▶ _EXCERPTED TEXT_
=== Begin Enclosure ===

After New Orleans, Fried organized trips to Nepal, Chile, Syrian refugee camps in Greece and Macedonia and Haiti after the 2010 earthquake. To date, they’ve treated more than 1 million people and trained more than 6,000 local acupuncturists, relying mostly on volunteer acupuncturists and donations, Fried said.
During a training session last year in Austin, a local acupuncturist suggested treating migrants along the U.S.-Mexico border. The group began treating migrants there in January.
“At first, (the migrants) are a little hesitant,” said Canda LePage, of Team Brownsville, who escorts the acupuncturists into Matamoros. “Then, I love to see their bodies just relax and see them fall asleep during treatments. It really de-stresses you.”
Before crossing over into Matamoros recently, the team from AWB met in the lobby of a Brownsville hotel to go over strategy. They were joined by Cindy Candia, one of the founders of Angry Tias and Abuelas, who told the group that an asylum-seeker in the tent city who helped them sort donations had recently been beaten up by street thugs. They should set up the acupuncture clinic in a different location of the sprawling camp, she said.
Candia said she wasn’t familiar with acupuncture before she got a call from Fried, asking her to help them get into Matamoros. Now, she and other advocates also get regular treatments from the group.
“She just explained it could release stress, and I said, ‘Good God, yes!’” Candia said. “It was such a relief, I just started crying. To have someone reach out and offer relief.”
That morning, the group drove to the International Bridge and parked in a nearby Greyhound bus station. They walked across the bridge into Mexico, pulling wheeled carts filled with 30 folding armchairs, a folding table, needles, alcohol swabs and other supplies, as well as a bin full of coloring books and toys to distract young children while the moms and dads get treatment.
They set up the folding chairs in the shade of a sweet acacia tree and propped open the folding table. A Bluetooth speaker played flute music and the sound of gently running water.
Migrants were hesitant at first, hovering nearby then drifting away when the needles emerged. Two men sat down to try the treatment. Then a woman and her 10-year-old daughter. Then two more women. Within half an hour, nearly all 30 chairs were filled with migrants ranging in age from 10 to 60, eyes closed in meditation, needles sticking out of ears.
Karla Moradel, from Honduras, said she was hesitant at first to try the treatment, thinking it would hurt like an injection. It didn’t, and she eventually emerged from the treatment with a soft smile.
“I feel much better,” she said.
Moradel had been at the camp for three months with her 5-year-old son, Delme. She said life at the camp was hard. She shares a tent with her son and doesn’t sleep much, constantly watching to see if someone enters their tent.
“It’s very difficult here,” Moradel said. “You’re constantly thinking about survival, about what to eat. … I just hope this helps me sleep tonight.”
Lopez, the Honduran native, said it took him about two months to reach the border from his hometown of Copán. Along the way, he was attacked by street thugs in Monterrey, Mexico, and robbed of the money he had left, around $77. He’s been deported from Mexico twice and finally reached the U.S. in August, only to be sent back to Matamoros to await his court hearing, which is set for late January.
“Psychologically, my mind is bad,” he said. “You’re always thinking: Will I eat today? Will I sleep? You’re never at ease.”
He pointed to the teams of acupuncturists carefully applying needles to migrants’ ears nearby.
“It really works,” Lopez said. “I finally feel like I have control. I could finally stop thinking.”

=== End Enclosure ===

▶ _INFORMATION_
=== Begin Enclosure ===

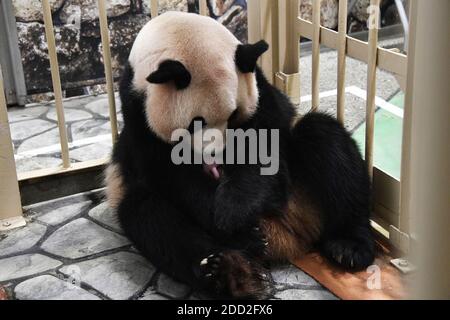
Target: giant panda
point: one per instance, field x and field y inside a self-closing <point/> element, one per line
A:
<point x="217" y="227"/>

=== End Enclosure ===
=== Begin Enclosure ===

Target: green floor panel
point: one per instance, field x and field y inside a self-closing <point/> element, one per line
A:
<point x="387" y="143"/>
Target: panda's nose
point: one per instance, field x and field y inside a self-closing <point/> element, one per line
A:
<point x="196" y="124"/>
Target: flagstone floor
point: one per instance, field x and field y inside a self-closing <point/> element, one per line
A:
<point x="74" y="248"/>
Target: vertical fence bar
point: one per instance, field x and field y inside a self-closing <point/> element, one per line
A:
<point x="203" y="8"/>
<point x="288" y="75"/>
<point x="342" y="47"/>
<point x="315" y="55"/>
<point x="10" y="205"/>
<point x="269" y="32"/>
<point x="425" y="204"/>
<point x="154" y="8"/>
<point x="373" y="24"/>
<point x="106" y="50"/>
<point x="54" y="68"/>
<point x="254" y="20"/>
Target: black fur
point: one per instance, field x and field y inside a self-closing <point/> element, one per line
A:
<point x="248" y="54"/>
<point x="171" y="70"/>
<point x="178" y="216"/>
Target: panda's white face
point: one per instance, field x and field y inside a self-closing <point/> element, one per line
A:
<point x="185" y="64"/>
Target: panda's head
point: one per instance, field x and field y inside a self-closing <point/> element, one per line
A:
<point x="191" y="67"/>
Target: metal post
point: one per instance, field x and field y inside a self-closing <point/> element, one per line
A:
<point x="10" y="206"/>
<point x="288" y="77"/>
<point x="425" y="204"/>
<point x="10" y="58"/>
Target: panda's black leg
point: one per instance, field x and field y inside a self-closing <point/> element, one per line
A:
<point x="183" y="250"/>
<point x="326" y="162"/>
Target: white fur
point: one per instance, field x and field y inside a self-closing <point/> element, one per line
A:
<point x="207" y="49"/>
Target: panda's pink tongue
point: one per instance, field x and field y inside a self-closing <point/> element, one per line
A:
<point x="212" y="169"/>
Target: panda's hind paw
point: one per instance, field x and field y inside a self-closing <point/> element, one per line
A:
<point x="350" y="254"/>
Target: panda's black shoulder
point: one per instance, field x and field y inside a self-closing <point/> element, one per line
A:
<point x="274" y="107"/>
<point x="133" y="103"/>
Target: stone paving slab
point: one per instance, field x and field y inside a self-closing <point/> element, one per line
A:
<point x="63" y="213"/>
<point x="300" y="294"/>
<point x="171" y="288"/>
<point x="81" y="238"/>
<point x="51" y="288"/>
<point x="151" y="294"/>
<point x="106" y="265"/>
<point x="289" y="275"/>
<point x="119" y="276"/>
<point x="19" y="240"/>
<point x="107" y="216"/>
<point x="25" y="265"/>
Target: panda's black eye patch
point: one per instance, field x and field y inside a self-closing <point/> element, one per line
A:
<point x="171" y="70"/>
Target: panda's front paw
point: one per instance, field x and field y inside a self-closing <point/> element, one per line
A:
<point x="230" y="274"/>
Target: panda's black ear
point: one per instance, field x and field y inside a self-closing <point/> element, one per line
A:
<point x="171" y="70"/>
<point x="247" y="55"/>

=== End Enclosure ===

▶ _WHAT YOU WILL DO_
1. In the excerpt on acupuncture for migrants, how many folding armchairs did the team bring across the bridge into Mexico?
2. Reproduce the excerpt on acupuncture for migrants from "They set up" to "a soft smile.".

▶ _RESULTS IN ORDER_
1. 30

2.
They set up the folding chairs in the shade of a sweet acacia tree and propped open the folding table. A Bluetooth speaker played flute music and the sound of gently running water.
Migrants were hesitant at first, hovering nearby then drifting away when the needles emerged. Two men sat down to try the treatment. Then a woman and her 10-year-old daughter. Then two more women. Within half an hour, nearly all 30 chairs were filled with migrants ranging in age from 10 to 60, eyes closed in meditation, needles sticking out of ears.
Karla Moradel, from Honduras, said she was hesitant at first to try the treatment, thinking it would hurt like an injection. It didn’t, and she eventually emerged from the treatment with a soft smile.